## Instruction 1
Retype the passage in the blog post on hunting for allergy-safe snacks from "You see, I’m" up to and including "to be proactive.", without changing a word.
## Instruction 2
Continue the blog post on hunting for allergy-safe snacks, picking up right after its final sentence.

## Document segment
If you were in your local Starbucks a couple weeks ago, and there was a vaguely woman-shaped parka (it was -30 Celsius OUTSIDE), sweating and squinting at food products, sometimes cursing, and snapping photos…it was me. Well, it might have been me. Maybe it’s a thing kids do these days…I’m pretty out of touch.
You see, I’m on a mission for readily available snacks on the go. Fun snacks. As I’ve mentioned before, our current options for snacking expeditions are limited, so I’m trying to be proactive.
At this point, we’ve got our daughter convinced that an alternative grocery store down the street is a “destination” for treats. Fortunately, right now, she is way more into chips than sweets, but we walk by a couple restaurants, a bakery, a café, a gourmet chocolate shop, and a gelato place on the way. I’m not sure how long the novelty of going to a grocery store that smells like incense and fermented food products will hold up. Her poor older brother, who is not allergic to anything, looks longingly at all the places we pass and tries to be subtle (as only a 5-year-old can) about when we can take just him out for a real treat. He’s a sport about it and doesn’t want his sister to feel bad, but he knows he’s missing out.
We also, at some point, would love to travel with our kids. We’ve never even braved an overnight in a hotel. As it stands, to do so would involve planning and schlepping all our daughter’s meals for each day, along with all the snacks. Other than a grocery store (which IS a possible solution), or a few places that prep fries in a dedicated fryer (see Food Appreciation: New York Fries), we don’t have any reliable places to grab food, especially in unfamiliar territory. It’s doable, but it doesn’t feel like it would be fun.

## Data extract
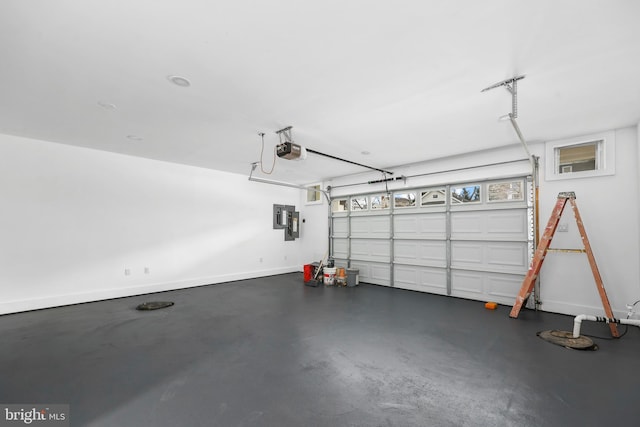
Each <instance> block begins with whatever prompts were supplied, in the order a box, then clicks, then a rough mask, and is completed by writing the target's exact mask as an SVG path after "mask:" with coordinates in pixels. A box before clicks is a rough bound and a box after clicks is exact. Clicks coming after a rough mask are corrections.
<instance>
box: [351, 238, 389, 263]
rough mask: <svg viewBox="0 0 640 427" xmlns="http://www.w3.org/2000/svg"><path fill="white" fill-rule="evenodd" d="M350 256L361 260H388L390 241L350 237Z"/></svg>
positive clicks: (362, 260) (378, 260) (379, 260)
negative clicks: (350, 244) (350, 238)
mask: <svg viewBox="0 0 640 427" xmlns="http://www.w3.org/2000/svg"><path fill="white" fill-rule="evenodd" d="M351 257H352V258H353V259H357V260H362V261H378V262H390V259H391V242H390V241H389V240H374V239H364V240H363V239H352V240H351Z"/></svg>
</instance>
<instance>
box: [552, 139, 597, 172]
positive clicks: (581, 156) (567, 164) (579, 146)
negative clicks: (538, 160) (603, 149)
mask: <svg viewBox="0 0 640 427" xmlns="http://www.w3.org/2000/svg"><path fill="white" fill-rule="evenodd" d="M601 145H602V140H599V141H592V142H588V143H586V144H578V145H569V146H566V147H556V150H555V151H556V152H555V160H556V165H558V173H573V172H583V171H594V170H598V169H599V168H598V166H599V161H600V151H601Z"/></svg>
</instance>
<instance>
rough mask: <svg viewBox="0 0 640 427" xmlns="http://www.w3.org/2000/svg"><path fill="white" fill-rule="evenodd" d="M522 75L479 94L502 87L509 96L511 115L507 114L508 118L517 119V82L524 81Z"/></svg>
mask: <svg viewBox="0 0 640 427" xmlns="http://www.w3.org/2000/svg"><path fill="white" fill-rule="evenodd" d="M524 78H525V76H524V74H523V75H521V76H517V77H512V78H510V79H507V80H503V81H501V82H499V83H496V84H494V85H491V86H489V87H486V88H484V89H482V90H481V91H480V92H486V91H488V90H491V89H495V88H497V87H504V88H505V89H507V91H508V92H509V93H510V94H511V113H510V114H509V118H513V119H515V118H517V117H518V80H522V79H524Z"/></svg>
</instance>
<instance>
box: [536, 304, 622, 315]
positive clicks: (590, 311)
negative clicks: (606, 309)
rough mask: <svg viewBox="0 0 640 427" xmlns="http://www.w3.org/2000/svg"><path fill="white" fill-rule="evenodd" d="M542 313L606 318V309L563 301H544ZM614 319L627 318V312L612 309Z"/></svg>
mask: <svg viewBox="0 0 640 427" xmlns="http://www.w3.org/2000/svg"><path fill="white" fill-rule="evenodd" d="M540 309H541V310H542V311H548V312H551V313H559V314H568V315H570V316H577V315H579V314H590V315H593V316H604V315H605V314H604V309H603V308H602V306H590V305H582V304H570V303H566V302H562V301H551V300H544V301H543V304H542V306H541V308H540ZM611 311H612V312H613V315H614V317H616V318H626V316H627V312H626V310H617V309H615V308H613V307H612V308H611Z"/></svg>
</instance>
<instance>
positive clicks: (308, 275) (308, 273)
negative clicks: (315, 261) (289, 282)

## Task output 1
You see, I’m on a mission for readily available snacks on the go. Fun snacks. As I’ve mentioned before, our current options for snacking expeditions are limited, so I’m trying to be proactive.

## Task output 2
So, I’m looking for a big chain, that’s widespread, with consistent product offerings and practices. I started with the biggies, but McDonald’s is waffling and taking steps backwards in allergy practices. Everything in there is covered in dairy or egg anyway, so it’s not an option for us, but in terms of supporting those who are only allergic to peanuts, Mick Dick’s has really kicked them in the shins lately.
Others, like Swiss Chalet/Harvey’s have some general policies and lots of information available. They even have some specific products that could technically be consumed by someone with my daughter’s allergy set, but individual franchises aren’t necessarily obligated to follow anything, and we’ve literally been laughed at when asking (after driving 20 minutes out of our way based on website info) about cross-contamination, so in practice, it means nothing.
I did however, have a glimmer of hope at Starbucks the other night. I was, admittedly, solo and scarfing down a very non allergy friendly pretzel dunked in caramel and chocolate, but I took the opportunity to survey their prepackaged selection of goods. I was not overwhelmed with what I found, but I wasn’t necessarily disappointed either.
As noted above, I was lurking around the shelves at a Starbucks in a bookstore, squinting at packaging with poorly contrasted label lettering, in dim coffee shop light. As a general point, prepackaged food is a good place to start. The ingredients are listed and there’s less risk of cross-contamination through handling. If the place that sells cake pops for my son and caffeine for me, ALSO sells snacks the little one can pick out and enjoy, I’ll count that as a win.
Here, are my findings:
Smoothies and Juice – They’ve got a good selection. Because I’m a pretentious yuppie parent, my kids still think juice is a treat. The smoothies are helpful. (But I forgot to take a picture. It was really hot in there.)
Beef Jerky – Not sure how easy a sell this is to a preschooler, but despite her largely vegan needs, she’s a carnivore at heart. Could do. Maybe I’ll tell her it’s bacon.
Apple Chips – I thought these would be good. They aren’t. I don’t know how they screwed them up, but…Ugh. Neither kid would keep them in their mouths, let alone chew and swallow them.
Kale Chips – I don’t care how many times Pinterest tells me Kale chips can be “soooo good.” These ones tasted like socks. Most other brands also taste pretty bad. And I really WANT to like them.
Marmite-flavoured Popcorn – I’m willing to try these, but haven’t yet. I enjoyed the toast version of this in my backpacking days though, they should be pretty savory, and salt IS my daughter’s favourite, so there’s potential here.
Sweet Potato Chips – This works. Plain chips of most kinds usually do. Not exciting, but they exist, which is good to know.
Flavoured Potato Chips – What?!?! YES! Flavours without whey powder?!?!! Hallelujah! Still…it’s chips…but it’s not PLAIN chips. Whoot!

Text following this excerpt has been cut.